Put every one of the rows below into a two-column CSV with the headers input and output. Give each row one line, with its text and its answer in separate quoted fields and any line breaks changed to spaces.

• • • • •

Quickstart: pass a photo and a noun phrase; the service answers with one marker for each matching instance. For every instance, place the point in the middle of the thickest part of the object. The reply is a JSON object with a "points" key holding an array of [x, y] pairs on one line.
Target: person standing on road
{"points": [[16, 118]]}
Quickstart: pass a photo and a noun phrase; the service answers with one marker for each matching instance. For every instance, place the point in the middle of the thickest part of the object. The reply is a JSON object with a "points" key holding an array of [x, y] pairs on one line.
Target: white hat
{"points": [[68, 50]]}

• • • • •

• [Exercise result]
input,output
"Quickstart: pass a photo and a noun phrase; the service answers with one marker for each matching instance. For every instance, place the point in the middle of the thickest part of the object. The reply is a JSON object with a ""points"" key holding an array of [x, y] pairs on one line. Target: person standing on road","{""points"": [[16, 118]]}"
"Quickstart: pass a photo and a noun phrase; the service answers with one marker for each matching instance. For every instance, place the point in the middle of the thickest part of the object. The reply is a JSON object with a ""points"" key holding an array of [x, y] pairs on one line. Target: white hat","{""points"": [[68, 50]]}"